[Records in a dataset]
▬▬▬▬▬▬

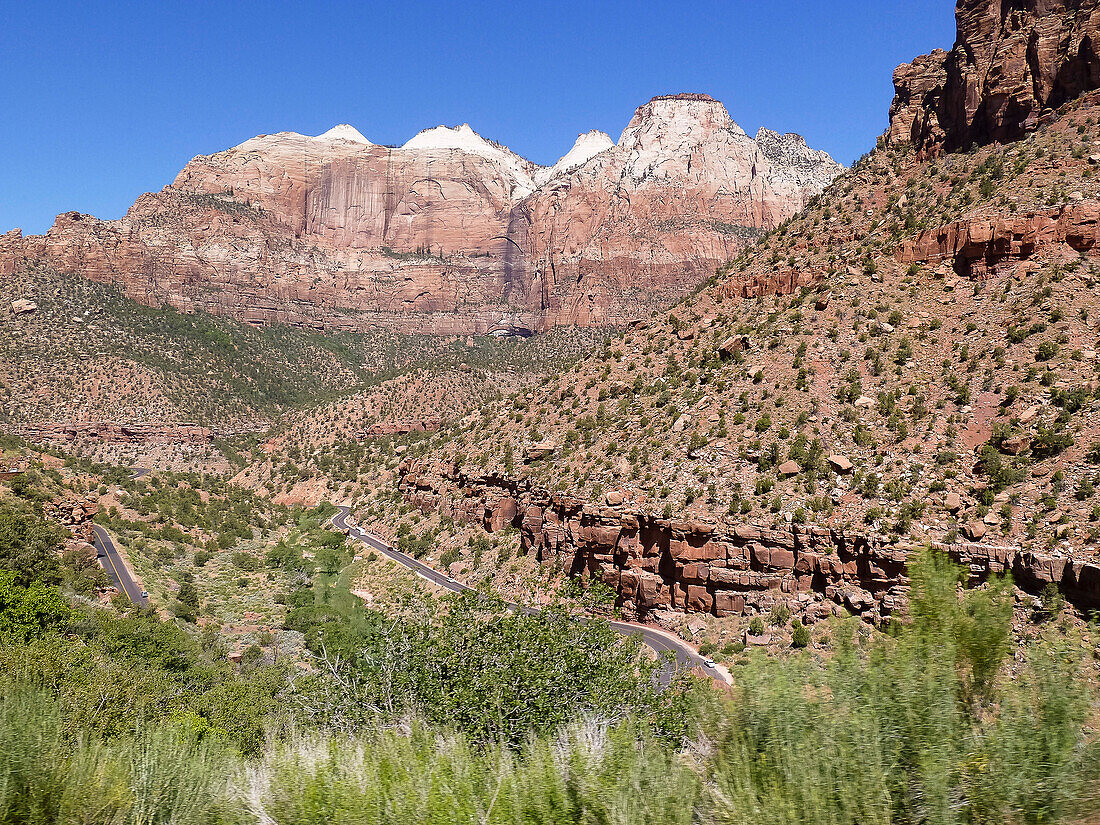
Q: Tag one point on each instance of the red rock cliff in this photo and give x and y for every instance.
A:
(1012, 61)
(449, 233)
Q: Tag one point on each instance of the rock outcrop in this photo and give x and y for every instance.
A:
(450, 233)
(119, 433)
(1012, 62)
(980, 248)
(724, 568)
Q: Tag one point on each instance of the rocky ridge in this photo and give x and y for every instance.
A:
(1012, 64)
(450, 233)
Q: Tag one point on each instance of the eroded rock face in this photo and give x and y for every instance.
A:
(725, 568)
(981, 248)
(1012, 61)
(449, 233)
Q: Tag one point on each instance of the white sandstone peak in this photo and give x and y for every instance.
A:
(344, 132)
(585, 147)
(464, 139)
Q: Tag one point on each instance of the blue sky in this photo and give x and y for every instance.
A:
(103, 101)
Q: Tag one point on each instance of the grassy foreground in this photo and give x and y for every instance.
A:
(932, 723)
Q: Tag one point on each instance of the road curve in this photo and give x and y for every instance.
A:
(685, 658)
(110, 560)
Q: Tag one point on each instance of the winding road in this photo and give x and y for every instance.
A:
(117, 571)
(110, 561)
(684, 657)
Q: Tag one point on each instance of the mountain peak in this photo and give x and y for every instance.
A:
(343, 132)
(585, 147)
(669, 119)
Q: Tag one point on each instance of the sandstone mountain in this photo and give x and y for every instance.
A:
(450, 233)
(1013, 62)
(910, 361)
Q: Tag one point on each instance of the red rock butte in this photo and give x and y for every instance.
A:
(450, 233)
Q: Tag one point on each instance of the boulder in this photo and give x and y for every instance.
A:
(840, 464)
(789, 468)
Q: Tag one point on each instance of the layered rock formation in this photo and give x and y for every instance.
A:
(722, 568)
(1012, 61)
(980, 248)
(450, 233)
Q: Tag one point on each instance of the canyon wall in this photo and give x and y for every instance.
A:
(1013, 61)
(450, 233)
(722, 568)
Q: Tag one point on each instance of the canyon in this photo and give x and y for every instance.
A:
(721, 567)
(450, 233)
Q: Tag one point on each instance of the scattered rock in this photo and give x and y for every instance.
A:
(975, 530)
(789, 468)
(840, 464)
(1015, 444)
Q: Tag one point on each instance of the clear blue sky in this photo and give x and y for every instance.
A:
(103, 101)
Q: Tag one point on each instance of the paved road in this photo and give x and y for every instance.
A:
(116, 570)
(684, 657)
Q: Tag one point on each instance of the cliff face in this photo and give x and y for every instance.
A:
(721, 567)
(1012, 61)
(449, 233)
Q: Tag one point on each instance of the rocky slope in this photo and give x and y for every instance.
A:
(450, 233)
(909, 361)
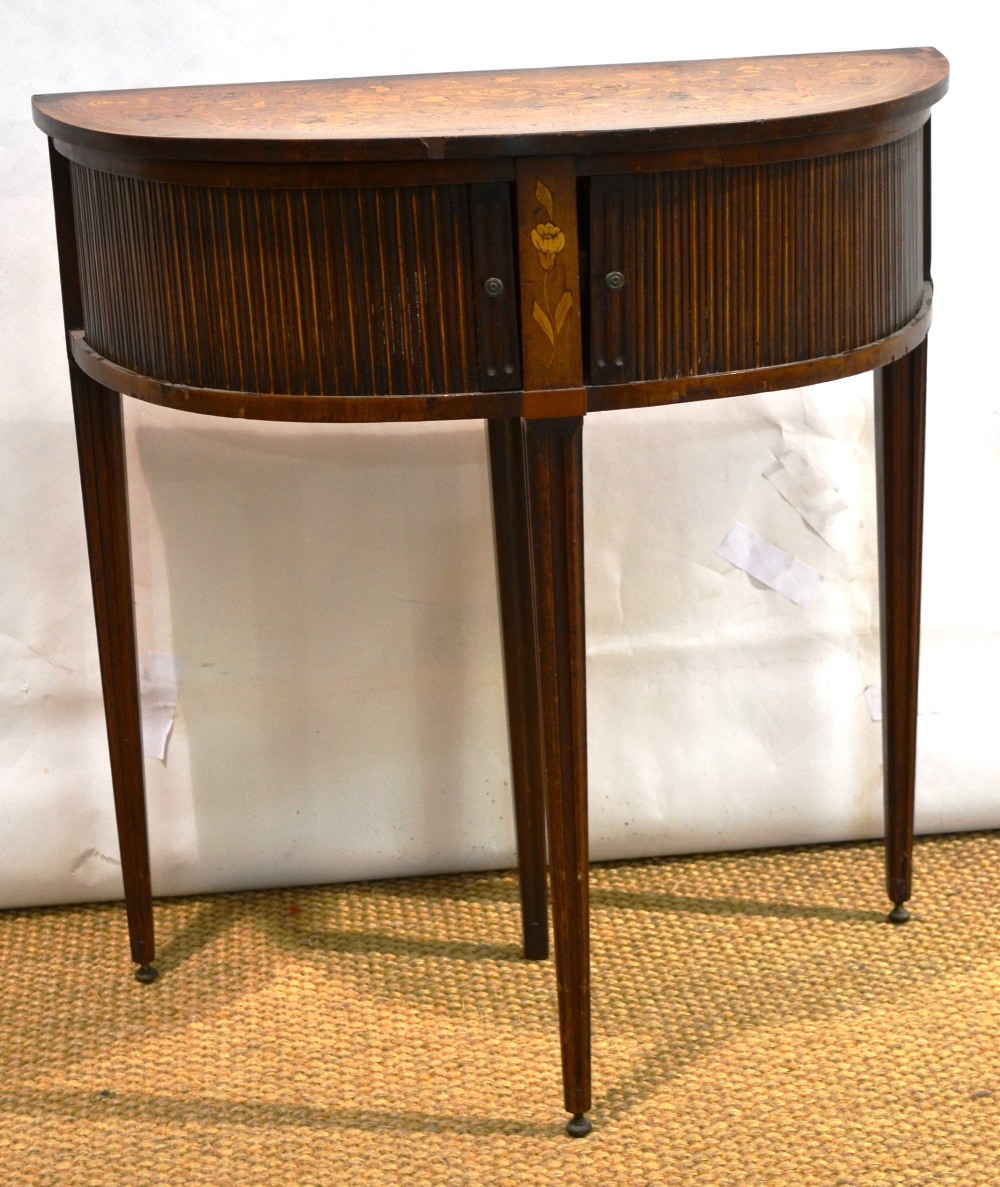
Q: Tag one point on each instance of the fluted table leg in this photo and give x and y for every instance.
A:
(101, 451)
(517, 619)
(900, 391)
(555, 484)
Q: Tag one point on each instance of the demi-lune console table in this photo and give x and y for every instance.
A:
(523, 247)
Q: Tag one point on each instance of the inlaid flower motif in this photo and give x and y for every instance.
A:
(548, 241)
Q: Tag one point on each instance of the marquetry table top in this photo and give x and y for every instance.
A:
(504, 113)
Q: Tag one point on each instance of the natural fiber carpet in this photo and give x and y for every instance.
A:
(755, 1022)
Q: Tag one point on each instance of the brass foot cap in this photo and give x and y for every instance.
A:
(578, 1125)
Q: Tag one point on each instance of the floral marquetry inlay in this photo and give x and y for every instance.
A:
(549, 241)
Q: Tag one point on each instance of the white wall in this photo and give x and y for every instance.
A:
(330, 590)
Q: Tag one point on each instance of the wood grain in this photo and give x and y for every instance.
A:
(900, 417)
(739, 268)
(341, 292)
(516, 113)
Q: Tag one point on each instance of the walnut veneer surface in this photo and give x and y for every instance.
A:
(524, 247)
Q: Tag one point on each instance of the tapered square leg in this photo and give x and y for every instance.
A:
(101, 451)
(555, 486)
(505, 439)
(900, 398)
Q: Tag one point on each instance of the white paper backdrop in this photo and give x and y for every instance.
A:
(330, 591)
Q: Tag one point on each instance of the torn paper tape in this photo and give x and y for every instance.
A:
(158, 689)
(807, 490)
(771, 565)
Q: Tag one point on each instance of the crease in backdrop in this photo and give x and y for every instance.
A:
(329, 592)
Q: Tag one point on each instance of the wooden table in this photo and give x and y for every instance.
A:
(523, 247)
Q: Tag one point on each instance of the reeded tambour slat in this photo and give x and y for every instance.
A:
(736, 268)
(303, 292)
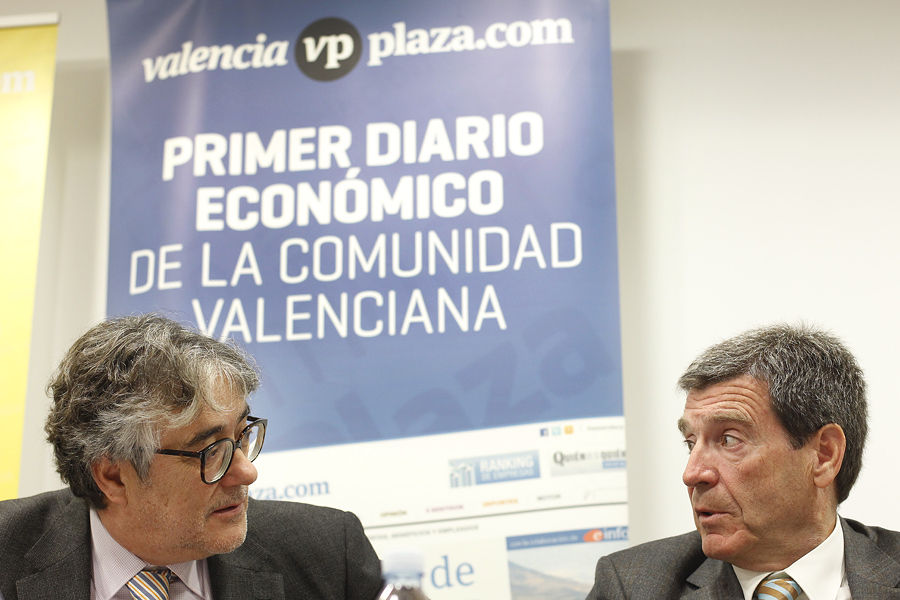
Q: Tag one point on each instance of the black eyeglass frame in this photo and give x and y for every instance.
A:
(201, 454)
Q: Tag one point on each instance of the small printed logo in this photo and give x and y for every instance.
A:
(573, 462)
(328, 49)
(465, 472)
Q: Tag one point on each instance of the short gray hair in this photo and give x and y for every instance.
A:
(812, 379)
(124, 380)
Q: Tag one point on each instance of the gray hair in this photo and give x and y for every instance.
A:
(813, 380)
(125, 380)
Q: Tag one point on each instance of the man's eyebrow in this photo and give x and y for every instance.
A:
(721, 416)
(202, 435)
(210, 432)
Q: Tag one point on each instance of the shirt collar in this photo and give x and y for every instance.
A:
(819, 573)
(113, 565)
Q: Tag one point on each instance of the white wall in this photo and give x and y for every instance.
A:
(757, 149)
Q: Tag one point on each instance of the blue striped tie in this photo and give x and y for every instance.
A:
(150, 584)
(778, 586)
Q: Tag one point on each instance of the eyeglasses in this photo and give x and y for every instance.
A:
(216, 458)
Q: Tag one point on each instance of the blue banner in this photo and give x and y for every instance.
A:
(404, 210)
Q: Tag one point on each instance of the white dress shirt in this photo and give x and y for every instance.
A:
(820, 573)
(113, 566)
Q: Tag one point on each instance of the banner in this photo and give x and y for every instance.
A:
(27, 62)
(406, 213)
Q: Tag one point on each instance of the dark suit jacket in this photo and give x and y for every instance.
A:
(677, 568)
(292, 551)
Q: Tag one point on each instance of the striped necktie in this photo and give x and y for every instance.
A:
(778, 586)
(150, 584)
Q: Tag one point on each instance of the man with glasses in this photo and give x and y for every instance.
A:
(152, 431)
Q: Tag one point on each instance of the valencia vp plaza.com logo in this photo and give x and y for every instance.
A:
(330, 48)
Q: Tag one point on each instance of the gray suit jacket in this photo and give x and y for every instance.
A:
(677, 568)
(292, 551)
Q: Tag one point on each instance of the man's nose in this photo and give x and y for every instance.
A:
(699, 470)
(241, 471)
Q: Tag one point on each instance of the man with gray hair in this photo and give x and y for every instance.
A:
(775, 425)
(151, 429)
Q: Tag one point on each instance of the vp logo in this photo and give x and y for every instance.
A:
(328, 49)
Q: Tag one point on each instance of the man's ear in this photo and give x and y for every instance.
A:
(829, 444)
(108, 477)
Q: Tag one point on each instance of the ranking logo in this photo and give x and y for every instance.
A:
(328, 49)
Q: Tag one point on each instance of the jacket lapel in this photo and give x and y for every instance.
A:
(60, 561)
(714, 580)
(243, 575)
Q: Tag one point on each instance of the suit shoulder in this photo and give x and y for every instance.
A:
(28, 517)
(886, 540)
(680, 553)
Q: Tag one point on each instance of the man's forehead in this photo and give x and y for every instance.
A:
(692, 420)
(210, 420)
(742, 400)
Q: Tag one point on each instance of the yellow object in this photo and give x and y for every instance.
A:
(27, 63)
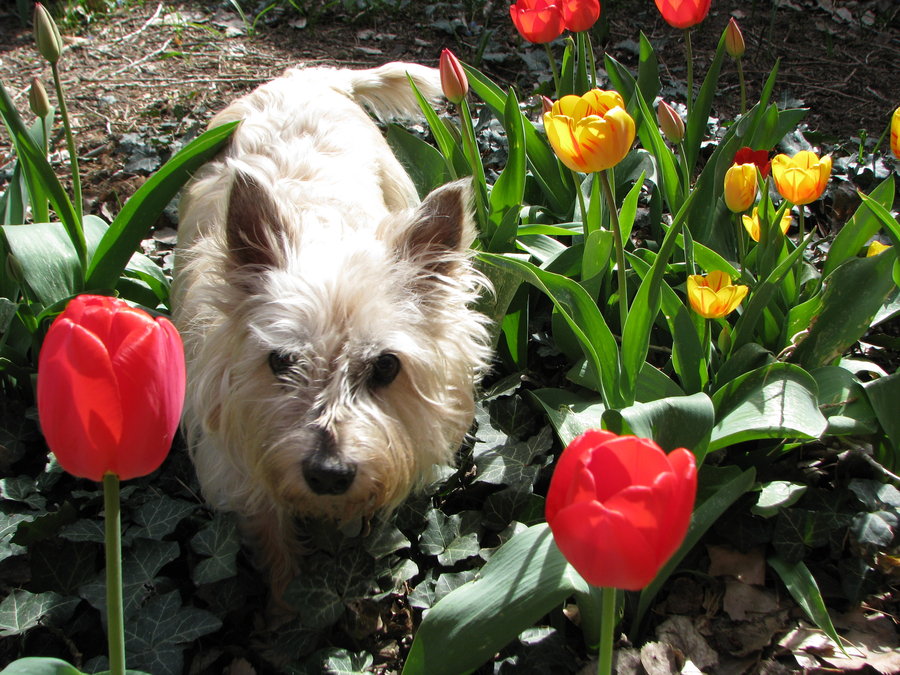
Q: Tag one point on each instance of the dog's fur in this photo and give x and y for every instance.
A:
(332, 348)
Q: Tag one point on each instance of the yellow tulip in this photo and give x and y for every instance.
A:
(714, 296)
(801, 179)
(895, 133)
(751, 223)
(740, 187)
(592, 132)
(875, 248)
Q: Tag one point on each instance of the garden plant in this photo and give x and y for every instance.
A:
(706, 342)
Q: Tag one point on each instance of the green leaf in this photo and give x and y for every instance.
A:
(21, 611)
(523, 580)
(220, 542)
(144, 207)
(805, 591)
(853, 294)
(727, 488)
(776, 401)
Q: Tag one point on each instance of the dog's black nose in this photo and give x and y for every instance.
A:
(327, 475)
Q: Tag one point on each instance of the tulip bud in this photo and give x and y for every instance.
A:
(734, 40)
(37, 99)
(670, 122)
(46, 34)
(453, 78)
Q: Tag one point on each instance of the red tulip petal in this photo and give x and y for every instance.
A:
(567, 466)
(78, 399)
(604, 547)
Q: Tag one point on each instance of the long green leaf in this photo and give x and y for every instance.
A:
(523, 580)
(143, 208)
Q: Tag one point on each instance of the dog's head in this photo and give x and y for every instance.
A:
(344, 362)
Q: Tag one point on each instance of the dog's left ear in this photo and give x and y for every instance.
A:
(441, 230)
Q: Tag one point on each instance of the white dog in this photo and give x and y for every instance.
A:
(332, 348)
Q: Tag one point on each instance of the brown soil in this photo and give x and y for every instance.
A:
(159, 70)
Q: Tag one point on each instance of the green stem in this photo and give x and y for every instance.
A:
(114, 619)
(689, 51)
(607, 630)
(73, 163)
(553, 68)
(619, 246)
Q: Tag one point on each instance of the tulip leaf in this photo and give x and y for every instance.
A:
(804, 589)
(141, 211)
(421, 160)
(723, 486)
(854, 294)
(581, 314)
(776, 401)
(523, 580)
(551, 176)
(860, 228)
(674, 422)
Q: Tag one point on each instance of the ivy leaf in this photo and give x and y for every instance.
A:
(156, 637)
(159, 517)
(219, 540)
(21, 611)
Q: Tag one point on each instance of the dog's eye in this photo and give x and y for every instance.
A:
(281, 362)
(384, 370)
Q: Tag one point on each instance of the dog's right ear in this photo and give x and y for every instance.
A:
(252, 227)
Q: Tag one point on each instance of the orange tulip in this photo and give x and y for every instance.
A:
(110, 388)
(801, 179)
(752, 225)
(714, 296)
(592, 132)
(740, 187)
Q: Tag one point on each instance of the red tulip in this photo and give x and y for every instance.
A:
(538, 20)
(580, 15)
(758, 157)
(110, 388)
(683, 13)
(619, 507)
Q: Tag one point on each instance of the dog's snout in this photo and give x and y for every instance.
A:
(327, 474)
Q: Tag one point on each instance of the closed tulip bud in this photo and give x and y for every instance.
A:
(801, 179)
(37, 98)
(110, 388)
(734, 40)
(619, 507)
(740, 187)
(895, 133)
(592, 132)
(46, 34)
(753, 227)
(714, 296)
(453, 78)
(670, 122)
(875, 248)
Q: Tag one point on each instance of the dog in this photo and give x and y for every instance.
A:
(327, 315)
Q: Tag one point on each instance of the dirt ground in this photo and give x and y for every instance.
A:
(139, 81)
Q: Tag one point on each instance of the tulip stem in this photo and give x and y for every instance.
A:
(607, 630)
(619, 246)
(689, 51)
(115, 628)
(553, 70)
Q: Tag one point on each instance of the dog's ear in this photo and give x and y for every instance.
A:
(252, 226)
(441, 230)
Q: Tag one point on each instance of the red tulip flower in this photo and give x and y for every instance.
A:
(110, 388)
(580, 15)
(758, 157)
(538, 21)
(619, 507)
(683, 13)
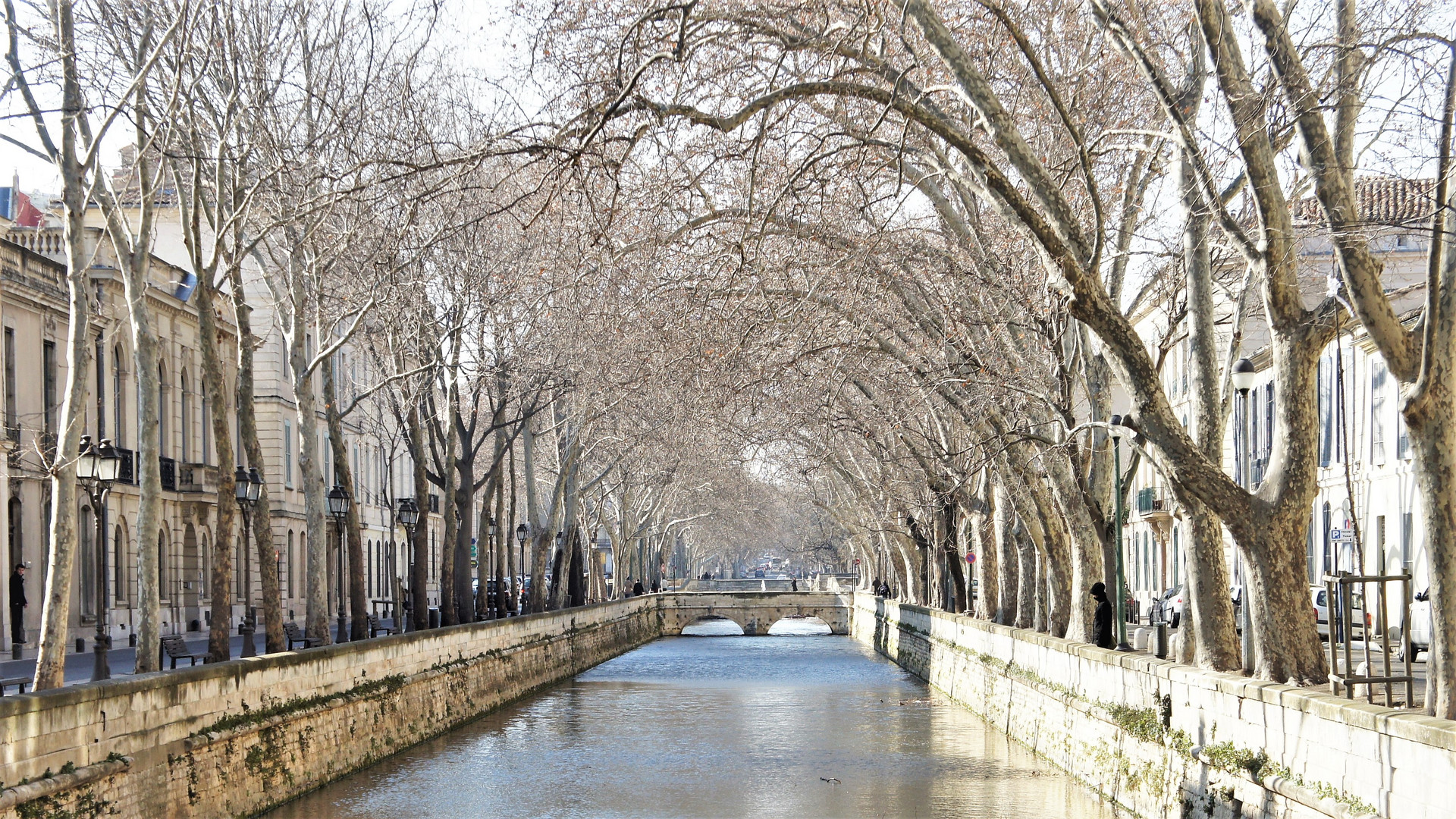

▬▬▬▬▬▬

» TASK
Pick out every line in the material above that contains the word "black", and copy each one. Case counts.

» THE RESULT
Q: Tag one point on each instance of the black eyeglass frame in this photo and give x and y for every instance.
Q: Tag one point on each instance of the dog's black nose in this photo and give x and y for every instance.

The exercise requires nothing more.